## BEGIN Source text
Cinematic Samples take a refreshingly simple approach to the Hollywood orchestral sound.
Cinematic Studio Strings (CSS) is the first of Cinematic Samples’ Kontakt-hosted orchestral Studio series. Brass, Woodwind, Percussion and Solo Strings libraries are planned for future release, and a Piano (CSP) is also currently available. Any similarity of CSS to the same company’s Cinematic Strings 2 library (CS2, reviewed in SOS June 2012), is not surprising. CSS builds upon CS2’s ethos, but this is an entirely new library, recorded in Sydney’s Trackdown Scoring Stage, with a Hollywood-style sound aimed squarely at film, TV and game composers. It includes several new articulations, a hugely improved legato system and the ability to route mics to different Kontakt outputs, among other things — more on all these features later. We’re certainly not short of in-depth string libraries to choose from, so any new library that not only sounds great, but is a doddle to use and doesn’t cost the earth, is a good thing, and CSS scores highly on all three counts.
CSS’s list of patches is refreshingly short, with one patch for each of the 1st Violin, 2nd Violin, Viola, Cello and Bass sections, plus Full Ensemble and Lite Ensemble. The Lite version contains three basic articulations, and has no Legato mode; all other patches offer the full shooting match. All articulations and functions are accessible from one very clear, uncluttered GUI, rendered in what you might call a post-modern graphic style. The number of players in each section is as follows: 10 1st violins, seven 2nd violins, seven violas, six cellos and five basses.
## END Source text
Set problem A:
According to the string library review, how many players make up the cello section?
## BEGIN Supplied information
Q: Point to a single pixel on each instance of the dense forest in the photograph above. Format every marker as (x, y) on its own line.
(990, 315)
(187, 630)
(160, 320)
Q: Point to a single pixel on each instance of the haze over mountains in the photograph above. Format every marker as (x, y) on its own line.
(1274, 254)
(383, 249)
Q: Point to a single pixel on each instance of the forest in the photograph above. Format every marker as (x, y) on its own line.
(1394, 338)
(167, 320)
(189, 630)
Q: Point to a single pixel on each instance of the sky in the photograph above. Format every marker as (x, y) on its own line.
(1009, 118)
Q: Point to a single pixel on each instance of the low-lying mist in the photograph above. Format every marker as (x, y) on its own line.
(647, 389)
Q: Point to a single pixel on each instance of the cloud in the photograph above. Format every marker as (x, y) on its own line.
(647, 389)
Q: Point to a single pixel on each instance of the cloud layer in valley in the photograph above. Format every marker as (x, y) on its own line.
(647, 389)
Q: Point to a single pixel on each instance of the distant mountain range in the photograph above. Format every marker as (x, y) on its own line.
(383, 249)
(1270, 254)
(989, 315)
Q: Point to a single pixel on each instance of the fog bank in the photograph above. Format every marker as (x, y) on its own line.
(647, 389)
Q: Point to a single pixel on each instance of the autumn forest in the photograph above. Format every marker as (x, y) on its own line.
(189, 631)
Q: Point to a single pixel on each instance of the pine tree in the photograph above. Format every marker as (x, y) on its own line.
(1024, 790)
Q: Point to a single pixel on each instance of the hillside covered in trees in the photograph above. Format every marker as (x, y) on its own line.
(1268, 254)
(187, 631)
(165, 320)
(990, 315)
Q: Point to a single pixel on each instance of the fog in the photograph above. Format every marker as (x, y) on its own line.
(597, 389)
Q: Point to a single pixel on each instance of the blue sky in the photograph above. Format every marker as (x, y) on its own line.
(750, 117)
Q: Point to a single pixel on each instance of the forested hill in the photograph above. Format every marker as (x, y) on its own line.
## END Supplied information
Set problem B:
Return, unchanged, the part of the entries that opens with the line containing "of the blue" and runs through the final line of the entries, including both of those lines.

Right answer A:
Six cellos.

Right answer B:
Q: Point to a single pixel on each instance of the blue sky in the photograph above. Format every marker as (x, y) on its own line.
(750, 117)
Q: Point to a single pixel on each instance of the forested hill in the photograph above. Format every marker as (x, y) on its own line.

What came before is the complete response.